Source excerpt

$68 billion dollars, before it even breaks ground. With cost overruns, …

California Democrats, their state broke and headed for bankruptcy, vote to commence the high speed train to nowhere. Just as in Connecticut, the people get the legislature they deserve, but where to go?

SACRAMENTO, Calif. (AP) — California lawmakers approved billions of dollars Friday in construction financing for the initial segment of the nation’s first dedicated high-speed rail line connecting Los Angeles and San Francisco.

The move marked a major political victory for Democratic Gov. Jerry Brown and the Obama administration. Both have promoted bullet trains as job generators and clean transportation alternatives.

“No economy can grow faster than its transportation network allows,” U.S. Transportation Secretary Ray LaHood said in a statement applauding the legislative vote. “With highways between California cities congested and airspace at a premium, Californians desperately need an alternative.”

The bill authorizes the state to begin selling $4.5 billion in voter-approved bonds that includes $2.6 billion to build an initial 130-mile stretch of the high-speed rail line in the Central Valley. That will allow the state to collect another $3.2 billion in federal funding that could have been rescinded if lawmakers failed to act Friday.

Members of the state Senate voted 21-16 along party lines after intense lobbying by Brown, Democratic leaders and labor groups. The bill, which passed the state Assembly on Thursday, now heads to Brown for his signature.

The first segment of the line will run from Madera to Bakersfield. The final cost of the completed project from Los Angeles to San Francisco would be $68 billion.

Madera is a town with a population of 61,000.

Landmarks include the notable and historic Madera water tower and the city’s fully operational drive-in movie theater.

Noteworthy persons born or raised in Madera include: NONE

Bakersfield is a desert city of 361,000 whose principle economic drivers are oil and agriculture. How either of these two industries will benefit from a high speed passenger train is unclear.

UPDATE: How much of a boondoggle have California Democrats just stuck on a state that already has a multi-billion-dollar budget shortfall? This much (and this is just for the first Madera-Bakersfield portion):

If California starts building a 130-mile segment of high-speed rail late this year as planned, it will enter into a risky race against a deadline set up under federal law.

The bullet train track through the Central Valley would cost $6 billion and have to be completed by September 2017, or else potentially lose some of its federal funding. It would mean spending as much as $3.5 million every calendar day, holidays and weekends included — the fastest rate of transportation construction known in U.S. history, according to industry and academic experts.

Over four years, the California High-Speed Rail Authority would need as many as 120 permits, mostly from a tangle of government regulatory agencies not known to rush their business. It would need to acquire about 1,100 parcels of land, many from powerful agriculture interests that have already threatened to sue. And it would need to assemble five teams of contractors with giant workforces positioned from Fresno to Bakersfield, moving millions of tons of gravel, steel rail and heavy equipment across the valley.

Even if the authority avoids any delays, its ability to complete the first construction section on time will require a breakneck pace of activity.

“It is a very aggressive plan,” said Manuel Garcia, associate director at the Construction Industry Institute affiliated with the University of Texas at Austin. “It does appear that it will be a challenge.”

If the rail authority runs into technical problems, legal disputes, permit delays or political roadblocks, it could end up building less track and potentially leave an uncompleted project, according to warnings contained in its own business plan. If the project blows past the federal deadline, for example, the flow of money could be stopped. And the scramble to meet that deadline could lead to construction problems and drive up costs.

Source material
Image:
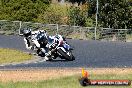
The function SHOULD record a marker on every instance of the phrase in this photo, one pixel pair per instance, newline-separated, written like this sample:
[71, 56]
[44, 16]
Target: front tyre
[67, 55]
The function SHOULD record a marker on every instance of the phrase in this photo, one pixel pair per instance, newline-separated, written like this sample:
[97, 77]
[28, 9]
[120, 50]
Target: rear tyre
[67, 55]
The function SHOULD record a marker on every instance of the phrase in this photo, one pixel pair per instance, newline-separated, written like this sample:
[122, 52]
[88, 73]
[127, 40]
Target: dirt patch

Request A
Answer these from the high-speed rail article:
(i) What was the state Senate's vote count on the bill?
(ii) Between which two places will the first segment of the line run?
(iii) By what month and year would the Central Valley track have to be completed?
Request B
Extract every line of the listing word for word, leaving out the pictures.
The high-speed rail article and the listing are unrelated material.

Expected answer A
(i) 21-16
(ii) Madera and Bakersfield
(iii) September 2017

Expected answer B
Image:
The function SHOULD record a marker on every instance of the phrase in this photo, one pixel pair per instance, newline-separated, written like this sample:
[71, 56]
[44, 16]
Target: front tyre
[67, 55]
The function SHOULD record a marker on every instance of the phrase in this photo, one pixel pair per instance, newline-separated, written like this sample:
[97, 77]
[28, 9]
[120, 50]
Target: rear tyre
[67, 55]
The function SHOULD record a marker on every instance of the phrase in this photo, one pixel pair per instance, newline-separated, written like this sample:
[122, 52]
[88, 73]
[127, 40]
Target: dirt patch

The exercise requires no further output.